**PASSAGE PROVIDED:**

* START *

Hedge fund: investing in hedgerows for climate, nature and the economy

Resource explained

This research, commissioned by CPRE, the countryside charity, and undertaken independently by the Organic Research Centre, provides an evidence-based analysis of the environmental and economic benefits of hedgerows. The research investigates what 40% more hedgerows could mean for nature, climate and the economy – and CPRE makes recommendations on how the Government, local authorities, farmers and land managers can maximise the astounding potential of hedgerows. It is divided into sections that focus on costs, jobs and wider economic benefits, biodiversity, climate emergency, cultural services, water and air quality.

Findings & recommendations

  • For every £1 invested in hedgerows, as much as £3.92 is generated for the wider economy.
  • 40% more hedgerows would result in over 25,000 more jobs over a 30-year period for hedgerow planting and maintenance.
  • Expanding the hedgerow network would benefit biodiversity, some of which is important for agriculture through their pollination services and natural pest control.
  • On average, for every £1 of investment made in hedgerow planting and management, £1.73 of economic benefits are generated for farmers due to increased crop yields and a reduction in insecticide use.

* END *

**REQUIRED TASK 1:**
Answer these questions using the hedgerow passage:
(a) Which organization carried out the research independently?
(b) How many additional jobs would 40% more hedgerows create over a 30-year period?
(c) How much in economic benefits do farmers gain for every £1 invested in hedgerow planting and management?
**REQUIRED TASK 2:**
Carry the hedgerow passage forward from its final sentence.

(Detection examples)
* START *

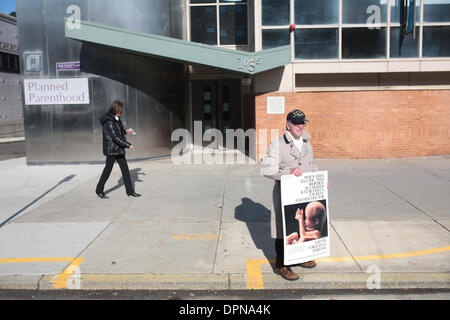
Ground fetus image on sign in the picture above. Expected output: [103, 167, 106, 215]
[285, 200, 328, 245]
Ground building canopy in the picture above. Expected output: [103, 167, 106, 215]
[65, 21, 291, 74]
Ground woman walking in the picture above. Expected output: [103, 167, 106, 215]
[95, 101, 141, 199]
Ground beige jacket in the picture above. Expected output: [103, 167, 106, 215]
[261, 131, 319, 239]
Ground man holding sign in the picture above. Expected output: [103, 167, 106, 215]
[262, 110, 319, 280]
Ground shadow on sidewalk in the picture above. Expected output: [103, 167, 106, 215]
[234, 198, 275, 268]
[0, 174, 75, 228]
[105, 168, 146, 194]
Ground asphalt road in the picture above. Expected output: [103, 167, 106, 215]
[0, 289, 450, 303]
[0, 141, 25, 161]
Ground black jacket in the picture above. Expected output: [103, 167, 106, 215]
[100, 112, 131, 156]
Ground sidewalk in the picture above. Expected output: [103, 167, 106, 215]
[0, 156, 450, 290]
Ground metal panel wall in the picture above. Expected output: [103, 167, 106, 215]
[16, 0, 188, 164]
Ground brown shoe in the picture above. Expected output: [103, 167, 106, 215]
[298, 260, 317, 268]
[275, 267, 299, 281]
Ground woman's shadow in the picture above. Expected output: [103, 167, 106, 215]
[234, 198, 275, 268]
[105, 168, 145, 194]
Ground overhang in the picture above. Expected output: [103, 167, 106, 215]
[65, 21, 291, 74]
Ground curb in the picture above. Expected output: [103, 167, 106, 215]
[0, 272, 450, 291]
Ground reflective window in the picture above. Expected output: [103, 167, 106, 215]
[342, 0, 387, 24]
[342, 28, 386, 59]
[295, 28, 339, 59]
[391, 0, 420, 23]
[190, 0, 216, 3]
[423, 0, 450, 22]
[191, 6, 217, 44]
[295, 0, 339, 24]
[220, 6, 247, 44]
[261, 0, 290, 26]
[390, 27, 420, 58]
[262, 29, 291, 50]
[422, 26, 450, 57]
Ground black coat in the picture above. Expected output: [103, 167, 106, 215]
[100, 112, 131, 156]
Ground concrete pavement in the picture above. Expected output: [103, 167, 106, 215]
[0, 156, 450, 290]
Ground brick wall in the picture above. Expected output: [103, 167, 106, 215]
[255, 90, 450, 159]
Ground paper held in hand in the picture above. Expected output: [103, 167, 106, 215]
[281, 171, 330, 265]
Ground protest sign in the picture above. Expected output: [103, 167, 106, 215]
[281, 171, 330, 265]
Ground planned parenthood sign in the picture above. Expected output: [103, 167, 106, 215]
[24, 78, 89, 105]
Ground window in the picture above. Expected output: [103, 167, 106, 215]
[342, 28, 386, 59]
[220, 6, 247, 44]
[295, 0, 339, 25]
[423, 0, 450, 22]
[390, 27, 420, 58]
[191, 6, 217, 44]
[391, 0, 421, 23]
[295, 28, 339, 59]
[261, 0, 450, 61]
[423, 26, 450, 57]
[261, 0, 291, 26]
[342, 0, 387, 24]
[189, 0, 248, 45]
[262, 29, 291, 50]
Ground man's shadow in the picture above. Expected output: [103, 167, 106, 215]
[105, 168, 145, 194]
[234, 198, 275, 268]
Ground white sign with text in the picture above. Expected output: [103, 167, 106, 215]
[281, 171, 330, 265]
[23, 78, 89, 105]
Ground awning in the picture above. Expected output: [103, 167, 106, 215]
[65, 21, 291, 74]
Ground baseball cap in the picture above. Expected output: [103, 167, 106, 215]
[286, 109, 309, 124]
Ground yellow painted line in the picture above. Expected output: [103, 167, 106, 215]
[53, 258, 86, 289]
[247, 259, 269, 289]
[0, 258, 74, 263]
[247, 246, 450, 289]
[0, 257, 85, 289]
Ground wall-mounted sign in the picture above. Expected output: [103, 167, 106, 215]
[56, 61, 81, 71]
[24, 52, 42, 72]
[23, 78, 89, 105]
[267, 97, 284, 114]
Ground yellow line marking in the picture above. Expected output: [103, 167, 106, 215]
[0, 257, 85, 289]
[247, 246, 450, 289]
[53, 258, 85, 289]
[0, 258, 74, 263]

* END *

**OUTPUT 1:**
(a) The Organic Research Centre
(b) Over 25,000 jobs
(c) £1.73

**OUTPUT 2:**
  • 40% increase in the UK’s hedgerows would have a sequestration potential, above and below ground, of as much as 5 million tonnes of carbon – potentially the equivalent of 18.5 million tonnes of CO2.
  • A 40% increase in UK hedgerows could be worth more than £60 million a year in terms of its impact on outdoor recreation.
  • For every £1 of investment in hedgerows in flood risk catchment areas, £2.50 of economic benefits are generated as saved costs.
  • CPRE is calling on the Government to set a target to increase the hedgerow network by 40% by 2050, which would be a win-win-win for climate, nature and the economy.
  • Farmers and land managers should maximise the environmental benefits of hedgerows by allowing them to grow taller and wider and ensuring flowering plants are allowed to grow around hedgerows at the field margin.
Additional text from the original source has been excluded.